* _What is required_
Your task is to restate word for word the lines of the listing below that start at the one containing "notice board. Return only the coordinates." and run to the end; please add nothing.

* _Supplied data_
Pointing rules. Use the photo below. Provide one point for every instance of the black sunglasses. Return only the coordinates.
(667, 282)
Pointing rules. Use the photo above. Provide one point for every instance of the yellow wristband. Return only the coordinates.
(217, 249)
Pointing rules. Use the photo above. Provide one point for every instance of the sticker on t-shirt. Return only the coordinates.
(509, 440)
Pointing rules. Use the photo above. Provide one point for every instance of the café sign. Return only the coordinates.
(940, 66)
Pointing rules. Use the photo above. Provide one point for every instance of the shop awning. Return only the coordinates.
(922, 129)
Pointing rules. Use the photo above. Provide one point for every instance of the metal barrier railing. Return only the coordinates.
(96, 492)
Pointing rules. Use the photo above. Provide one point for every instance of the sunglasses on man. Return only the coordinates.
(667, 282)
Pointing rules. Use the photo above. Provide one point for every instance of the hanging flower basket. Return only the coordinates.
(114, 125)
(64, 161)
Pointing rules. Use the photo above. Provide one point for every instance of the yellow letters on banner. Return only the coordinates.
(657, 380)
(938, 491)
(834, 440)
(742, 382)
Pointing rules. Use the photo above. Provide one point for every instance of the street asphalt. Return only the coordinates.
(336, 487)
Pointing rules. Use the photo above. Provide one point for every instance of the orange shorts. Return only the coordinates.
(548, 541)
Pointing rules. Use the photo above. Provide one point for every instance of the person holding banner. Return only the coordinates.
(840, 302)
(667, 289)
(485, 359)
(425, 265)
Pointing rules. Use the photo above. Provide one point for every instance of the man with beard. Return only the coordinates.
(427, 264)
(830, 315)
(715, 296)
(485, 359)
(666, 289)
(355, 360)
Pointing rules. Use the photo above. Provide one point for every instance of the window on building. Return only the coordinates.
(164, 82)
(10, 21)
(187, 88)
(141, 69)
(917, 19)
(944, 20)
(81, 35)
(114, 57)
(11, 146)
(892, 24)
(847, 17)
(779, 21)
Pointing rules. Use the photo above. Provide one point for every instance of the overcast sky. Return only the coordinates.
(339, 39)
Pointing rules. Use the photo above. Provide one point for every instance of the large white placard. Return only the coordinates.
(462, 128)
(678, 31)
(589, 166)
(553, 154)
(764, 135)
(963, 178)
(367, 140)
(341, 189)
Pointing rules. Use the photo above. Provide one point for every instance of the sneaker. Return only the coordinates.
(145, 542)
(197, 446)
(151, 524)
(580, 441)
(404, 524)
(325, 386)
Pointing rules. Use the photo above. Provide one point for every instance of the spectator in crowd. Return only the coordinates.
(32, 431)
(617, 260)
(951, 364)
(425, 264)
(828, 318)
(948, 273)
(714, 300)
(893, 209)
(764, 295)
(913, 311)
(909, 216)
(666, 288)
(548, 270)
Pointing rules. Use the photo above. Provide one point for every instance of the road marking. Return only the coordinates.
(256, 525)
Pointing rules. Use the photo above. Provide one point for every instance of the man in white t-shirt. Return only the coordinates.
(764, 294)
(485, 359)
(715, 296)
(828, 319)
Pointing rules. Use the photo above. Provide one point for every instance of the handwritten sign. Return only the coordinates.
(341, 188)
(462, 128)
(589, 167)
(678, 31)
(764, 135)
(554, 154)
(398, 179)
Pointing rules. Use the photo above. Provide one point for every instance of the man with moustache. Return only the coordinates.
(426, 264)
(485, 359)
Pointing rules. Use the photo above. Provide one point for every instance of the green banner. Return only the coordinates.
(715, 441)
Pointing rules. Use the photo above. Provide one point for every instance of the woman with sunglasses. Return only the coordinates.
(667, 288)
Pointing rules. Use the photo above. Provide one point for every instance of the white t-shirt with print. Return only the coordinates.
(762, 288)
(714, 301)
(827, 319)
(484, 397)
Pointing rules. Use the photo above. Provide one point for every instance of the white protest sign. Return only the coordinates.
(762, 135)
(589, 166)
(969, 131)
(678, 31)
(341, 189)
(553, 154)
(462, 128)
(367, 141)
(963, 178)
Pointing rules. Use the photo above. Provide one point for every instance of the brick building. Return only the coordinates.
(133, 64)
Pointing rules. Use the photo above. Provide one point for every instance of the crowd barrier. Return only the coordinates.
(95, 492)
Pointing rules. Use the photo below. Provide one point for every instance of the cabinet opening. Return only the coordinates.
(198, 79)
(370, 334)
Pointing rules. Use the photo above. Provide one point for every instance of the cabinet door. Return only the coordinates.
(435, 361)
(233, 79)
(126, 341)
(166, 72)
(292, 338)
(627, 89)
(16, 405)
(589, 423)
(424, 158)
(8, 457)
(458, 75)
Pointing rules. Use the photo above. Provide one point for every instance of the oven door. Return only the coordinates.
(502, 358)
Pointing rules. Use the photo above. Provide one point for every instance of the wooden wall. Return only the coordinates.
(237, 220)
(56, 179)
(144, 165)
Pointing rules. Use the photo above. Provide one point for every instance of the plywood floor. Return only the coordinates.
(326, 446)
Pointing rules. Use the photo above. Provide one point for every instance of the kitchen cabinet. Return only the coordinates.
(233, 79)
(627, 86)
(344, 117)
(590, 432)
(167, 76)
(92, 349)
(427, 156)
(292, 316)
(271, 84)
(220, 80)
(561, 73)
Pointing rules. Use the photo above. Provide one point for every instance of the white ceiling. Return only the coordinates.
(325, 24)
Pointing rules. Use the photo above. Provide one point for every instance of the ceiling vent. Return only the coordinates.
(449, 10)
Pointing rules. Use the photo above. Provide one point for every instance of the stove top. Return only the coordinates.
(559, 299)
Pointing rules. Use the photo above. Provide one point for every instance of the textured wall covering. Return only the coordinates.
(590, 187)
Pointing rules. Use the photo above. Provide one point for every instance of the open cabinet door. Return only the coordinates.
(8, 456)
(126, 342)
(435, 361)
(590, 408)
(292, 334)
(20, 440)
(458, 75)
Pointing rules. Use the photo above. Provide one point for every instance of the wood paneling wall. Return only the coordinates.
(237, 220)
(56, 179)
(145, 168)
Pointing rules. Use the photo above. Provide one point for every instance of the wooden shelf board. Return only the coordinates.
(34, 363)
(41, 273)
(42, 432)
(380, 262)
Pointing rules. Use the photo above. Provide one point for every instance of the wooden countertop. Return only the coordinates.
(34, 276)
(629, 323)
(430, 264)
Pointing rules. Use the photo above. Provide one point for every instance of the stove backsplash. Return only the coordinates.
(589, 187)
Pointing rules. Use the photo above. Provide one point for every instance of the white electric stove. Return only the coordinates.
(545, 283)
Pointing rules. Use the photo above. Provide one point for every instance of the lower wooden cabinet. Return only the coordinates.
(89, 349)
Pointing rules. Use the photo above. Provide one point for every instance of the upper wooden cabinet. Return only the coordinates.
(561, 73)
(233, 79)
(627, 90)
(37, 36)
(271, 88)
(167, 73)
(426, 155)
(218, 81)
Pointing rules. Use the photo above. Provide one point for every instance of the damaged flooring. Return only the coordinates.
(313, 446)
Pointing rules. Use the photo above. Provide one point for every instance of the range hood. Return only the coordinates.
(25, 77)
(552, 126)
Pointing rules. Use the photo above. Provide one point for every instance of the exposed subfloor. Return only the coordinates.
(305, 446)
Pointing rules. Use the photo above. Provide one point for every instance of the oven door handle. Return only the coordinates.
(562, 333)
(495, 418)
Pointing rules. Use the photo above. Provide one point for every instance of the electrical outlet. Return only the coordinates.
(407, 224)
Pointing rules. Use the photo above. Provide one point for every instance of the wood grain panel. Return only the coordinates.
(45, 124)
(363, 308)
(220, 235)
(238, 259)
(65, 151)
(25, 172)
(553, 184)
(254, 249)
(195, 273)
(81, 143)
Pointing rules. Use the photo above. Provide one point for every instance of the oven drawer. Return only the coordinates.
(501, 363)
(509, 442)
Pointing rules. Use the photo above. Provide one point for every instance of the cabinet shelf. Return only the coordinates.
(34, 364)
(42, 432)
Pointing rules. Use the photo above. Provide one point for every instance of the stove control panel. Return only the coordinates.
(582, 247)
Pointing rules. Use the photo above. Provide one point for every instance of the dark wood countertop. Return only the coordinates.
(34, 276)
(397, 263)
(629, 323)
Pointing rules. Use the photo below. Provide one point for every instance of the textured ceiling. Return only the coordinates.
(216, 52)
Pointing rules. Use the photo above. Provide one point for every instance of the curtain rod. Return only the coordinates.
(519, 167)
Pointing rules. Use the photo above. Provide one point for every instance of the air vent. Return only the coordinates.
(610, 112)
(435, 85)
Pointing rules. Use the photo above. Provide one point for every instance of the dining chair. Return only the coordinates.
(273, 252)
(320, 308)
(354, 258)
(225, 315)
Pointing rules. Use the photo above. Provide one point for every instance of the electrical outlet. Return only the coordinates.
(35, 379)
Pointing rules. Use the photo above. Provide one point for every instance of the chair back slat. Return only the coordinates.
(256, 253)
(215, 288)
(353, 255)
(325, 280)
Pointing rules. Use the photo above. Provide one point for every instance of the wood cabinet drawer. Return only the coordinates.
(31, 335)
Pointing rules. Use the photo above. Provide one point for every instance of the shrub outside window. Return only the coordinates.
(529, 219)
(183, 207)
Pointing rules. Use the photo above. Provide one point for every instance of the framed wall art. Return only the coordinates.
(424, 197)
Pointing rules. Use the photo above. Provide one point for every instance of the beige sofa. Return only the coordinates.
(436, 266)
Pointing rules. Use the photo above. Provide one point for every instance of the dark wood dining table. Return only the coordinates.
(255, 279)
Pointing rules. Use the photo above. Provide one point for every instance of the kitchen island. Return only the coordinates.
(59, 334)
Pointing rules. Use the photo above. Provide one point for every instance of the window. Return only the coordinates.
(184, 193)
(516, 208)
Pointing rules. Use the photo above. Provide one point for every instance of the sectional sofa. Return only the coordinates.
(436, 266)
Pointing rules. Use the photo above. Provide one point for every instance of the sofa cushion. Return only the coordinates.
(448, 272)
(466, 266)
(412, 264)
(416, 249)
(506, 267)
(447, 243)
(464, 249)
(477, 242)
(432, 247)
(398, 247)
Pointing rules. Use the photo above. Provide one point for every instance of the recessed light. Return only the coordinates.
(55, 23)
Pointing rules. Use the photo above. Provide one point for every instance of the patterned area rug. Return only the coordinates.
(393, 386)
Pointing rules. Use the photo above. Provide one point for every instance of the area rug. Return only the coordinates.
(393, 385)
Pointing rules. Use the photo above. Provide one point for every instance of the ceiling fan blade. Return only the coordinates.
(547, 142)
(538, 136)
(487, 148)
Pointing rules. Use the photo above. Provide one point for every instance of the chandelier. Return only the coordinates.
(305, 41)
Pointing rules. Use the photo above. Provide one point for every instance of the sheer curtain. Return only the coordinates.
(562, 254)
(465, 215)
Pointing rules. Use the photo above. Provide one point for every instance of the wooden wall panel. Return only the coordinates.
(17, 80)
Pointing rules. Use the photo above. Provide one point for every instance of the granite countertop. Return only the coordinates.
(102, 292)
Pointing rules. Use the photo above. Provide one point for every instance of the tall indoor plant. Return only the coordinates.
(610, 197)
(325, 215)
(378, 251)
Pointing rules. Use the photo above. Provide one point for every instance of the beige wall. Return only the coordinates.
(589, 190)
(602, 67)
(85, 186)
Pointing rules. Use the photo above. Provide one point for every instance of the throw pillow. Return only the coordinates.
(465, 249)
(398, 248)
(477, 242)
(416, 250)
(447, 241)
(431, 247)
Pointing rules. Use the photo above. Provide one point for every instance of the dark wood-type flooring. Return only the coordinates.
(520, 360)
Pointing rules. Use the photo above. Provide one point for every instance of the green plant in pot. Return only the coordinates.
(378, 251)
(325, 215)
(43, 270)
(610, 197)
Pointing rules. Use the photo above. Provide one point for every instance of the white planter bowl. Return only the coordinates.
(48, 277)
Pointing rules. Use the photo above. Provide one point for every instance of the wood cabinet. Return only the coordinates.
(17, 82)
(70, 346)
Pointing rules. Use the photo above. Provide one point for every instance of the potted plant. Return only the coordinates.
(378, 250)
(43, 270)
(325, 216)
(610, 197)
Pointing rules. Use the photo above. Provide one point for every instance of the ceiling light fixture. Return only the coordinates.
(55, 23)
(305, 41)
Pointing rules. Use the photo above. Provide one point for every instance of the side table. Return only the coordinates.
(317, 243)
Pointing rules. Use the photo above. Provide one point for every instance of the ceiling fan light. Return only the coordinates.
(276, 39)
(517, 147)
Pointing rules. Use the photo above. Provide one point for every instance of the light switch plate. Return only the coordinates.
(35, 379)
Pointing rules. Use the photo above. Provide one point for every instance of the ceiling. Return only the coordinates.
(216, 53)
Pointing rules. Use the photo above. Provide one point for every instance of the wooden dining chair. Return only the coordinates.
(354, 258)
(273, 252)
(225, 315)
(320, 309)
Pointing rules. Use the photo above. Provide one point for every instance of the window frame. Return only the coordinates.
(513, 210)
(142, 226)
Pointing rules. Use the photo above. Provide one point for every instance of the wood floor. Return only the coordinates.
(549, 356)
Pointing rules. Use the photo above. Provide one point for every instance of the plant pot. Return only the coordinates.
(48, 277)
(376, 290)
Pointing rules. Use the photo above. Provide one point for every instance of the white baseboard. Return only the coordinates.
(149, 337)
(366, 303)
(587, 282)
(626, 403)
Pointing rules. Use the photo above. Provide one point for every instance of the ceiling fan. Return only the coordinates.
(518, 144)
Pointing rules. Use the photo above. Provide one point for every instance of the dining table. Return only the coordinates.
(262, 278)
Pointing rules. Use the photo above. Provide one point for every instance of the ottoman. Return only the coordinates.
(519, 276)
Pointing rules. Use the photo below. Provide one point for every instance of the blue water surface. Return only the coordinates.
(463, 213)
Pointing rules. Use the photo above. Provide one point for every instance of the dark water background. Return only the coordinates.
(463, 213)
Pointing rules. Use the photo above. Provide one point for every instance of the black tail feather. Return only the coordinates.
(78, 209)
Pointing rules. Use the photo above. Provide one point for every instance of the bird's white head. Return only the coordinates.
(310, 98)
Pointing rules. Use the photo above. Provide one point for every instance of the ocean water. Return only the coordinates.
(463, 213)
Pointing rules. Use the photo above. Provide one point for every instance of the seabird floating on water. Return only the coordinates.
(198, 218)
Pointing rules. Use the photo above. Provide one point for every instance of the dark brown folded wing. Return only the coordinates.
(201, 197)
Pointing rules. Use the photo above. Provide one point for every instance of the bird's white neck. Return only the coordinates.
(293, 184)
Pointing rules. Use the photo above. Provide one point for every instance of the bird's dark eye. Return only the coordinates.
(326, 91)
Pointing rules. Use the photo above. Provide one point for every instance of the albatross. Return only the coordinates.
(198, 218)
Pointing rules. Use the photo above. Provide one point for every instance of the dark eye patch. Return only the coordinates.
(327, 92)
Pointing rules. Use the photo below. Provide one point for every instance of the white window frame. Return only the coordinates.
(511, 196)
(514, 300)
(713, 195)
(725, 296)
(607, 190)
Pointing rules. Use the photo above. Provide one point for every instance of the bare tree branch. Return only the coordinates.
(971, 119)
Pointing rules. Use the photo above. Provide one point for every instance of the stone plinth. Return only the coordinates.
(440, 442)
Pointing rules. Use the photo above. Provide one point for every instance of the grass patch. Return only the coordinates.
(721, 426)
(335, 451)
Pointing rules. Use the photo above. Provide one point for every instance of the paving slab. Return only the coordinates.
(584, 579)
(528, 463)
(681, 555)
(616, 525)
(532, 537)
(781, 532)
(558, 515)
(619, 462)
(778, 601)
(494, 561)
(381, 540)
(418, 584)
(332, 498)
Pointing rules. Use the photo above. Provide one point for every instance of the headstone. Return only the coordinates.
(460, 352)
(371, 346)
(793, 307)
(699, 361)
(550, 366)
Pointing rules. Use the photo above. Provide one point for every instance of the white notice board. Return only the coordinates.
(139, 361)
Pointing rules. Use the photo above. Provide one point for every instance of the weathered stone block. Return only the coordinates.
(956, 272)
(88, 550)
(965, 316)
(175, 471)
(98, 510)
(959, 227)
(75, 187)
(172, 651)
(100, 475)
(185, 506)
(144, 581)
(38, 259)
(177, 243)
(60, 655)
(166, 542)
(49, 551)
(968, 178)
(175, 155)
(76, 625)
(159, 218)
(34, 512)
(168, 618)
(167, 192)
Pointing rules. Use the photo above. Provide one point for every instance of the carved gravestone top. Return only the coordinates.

* _Task answer_
Pointing rules. Use the photo above. Provide one point for every instance of the white notice board. Return only the coordinates.
(139, 361)
Pointing rules. Use the photo above. Provide one point for every instance of the weathered stone block. Return only the coordinates.
(956, 272)
(88, 550)
(965, 316)
(175, 471)
(98, 510)
(959, 227)
(75, 187)
(172, 651)
(100, 475)
(185, 506)
(144, 581)
(38, 259)
(177, 243)
(60, 655)
(166, 542)
(49, 551)
(968, 178)
(175, 155)
(76, 625)
(159, 218)
(34, 512)
(168, 618)
(167, 192)
Pointing rules. Use the photo above. Provide one point for every instance of the carved gravestone top. Return only the coordinates.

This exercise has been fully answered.